What this task involves: Each line from the one with "Task: point out each instance of the sky" to the final line of the data must be reproduced exactly, and no other line may appear.

━━ Study material ━━

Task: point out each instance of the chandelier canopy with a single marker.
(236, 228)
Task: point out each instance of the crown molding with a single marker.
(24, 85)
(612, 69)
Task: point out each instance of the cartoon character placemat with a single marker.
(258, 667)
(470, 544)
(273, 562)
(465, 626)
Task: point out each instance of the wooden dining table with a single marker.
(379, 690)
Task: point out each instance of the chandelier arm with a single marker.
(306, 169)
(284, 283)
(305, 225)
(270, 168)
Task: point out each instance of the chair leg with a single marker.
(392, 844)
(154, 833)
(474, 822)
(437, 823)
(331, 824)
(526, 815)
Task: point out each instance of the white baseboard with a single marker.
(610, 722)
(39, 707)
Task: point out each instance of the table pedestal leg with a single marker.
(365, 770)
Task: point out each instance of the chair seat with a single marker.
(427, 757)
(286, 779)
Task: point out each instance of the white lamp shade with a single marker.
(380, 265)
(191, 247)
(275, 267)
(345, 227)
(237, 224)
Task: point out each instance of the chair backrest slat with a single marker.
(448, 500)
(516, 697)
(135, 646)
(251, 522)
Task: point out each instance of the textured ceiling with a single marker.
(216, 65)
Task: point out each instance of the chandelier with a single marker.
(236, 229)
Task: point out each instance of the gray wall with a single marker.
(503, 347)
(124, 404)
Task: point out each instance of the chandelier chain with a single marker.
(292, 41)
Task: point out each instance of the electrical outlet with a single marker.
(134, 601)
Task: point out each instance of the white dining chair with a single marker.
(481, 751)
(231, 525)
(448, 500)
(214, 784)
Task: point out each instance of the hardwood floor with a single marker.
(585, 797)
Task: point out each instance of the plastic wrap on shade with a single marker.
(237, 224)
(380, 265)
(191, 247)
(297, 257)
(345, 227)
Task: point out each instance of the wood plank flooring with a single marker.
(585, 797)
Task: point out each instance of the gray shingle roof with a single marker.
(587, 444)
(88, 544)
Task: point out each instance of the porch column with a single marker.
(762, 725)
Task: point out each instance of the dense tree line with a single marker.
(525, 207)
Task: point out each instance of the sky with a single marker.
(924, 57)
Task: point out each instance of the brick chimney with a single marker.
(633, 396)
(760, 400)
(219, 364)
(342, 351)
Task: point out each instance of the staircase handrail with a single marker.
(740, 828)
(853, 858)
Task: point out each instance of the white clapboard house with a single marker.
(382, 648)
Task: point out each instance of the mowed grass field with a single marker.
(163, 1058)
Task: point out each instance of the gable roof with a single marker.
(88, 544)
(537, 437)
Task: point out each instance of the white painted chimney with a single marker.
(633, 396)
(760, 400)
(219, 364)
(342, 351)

━━━

Answer box:
Task: point out each instance of the sky with a single marker.
(924, 57)
Task: point out each instance of the brick chimney with a single marker.
(633, 396)
(760, 400)
(219, 364)
(342, 351)
Task: point out each instance of the staircase handrail with a single marker.
(740, 828)
(853, 858)
Task: point out each instance of the white clapboard house with a single marker.
(382, 648)
Task: point out each instance of the mowed grass field with a single marker.
(163, 1058)
Task: point out each instance of the gable roof with a single marker.
(88, 544)
(537, 437)
Task: point out each instance of the white painted chimney with a single marker.
(633, 396)
(760, 400)
(219, 364)
(342, 351)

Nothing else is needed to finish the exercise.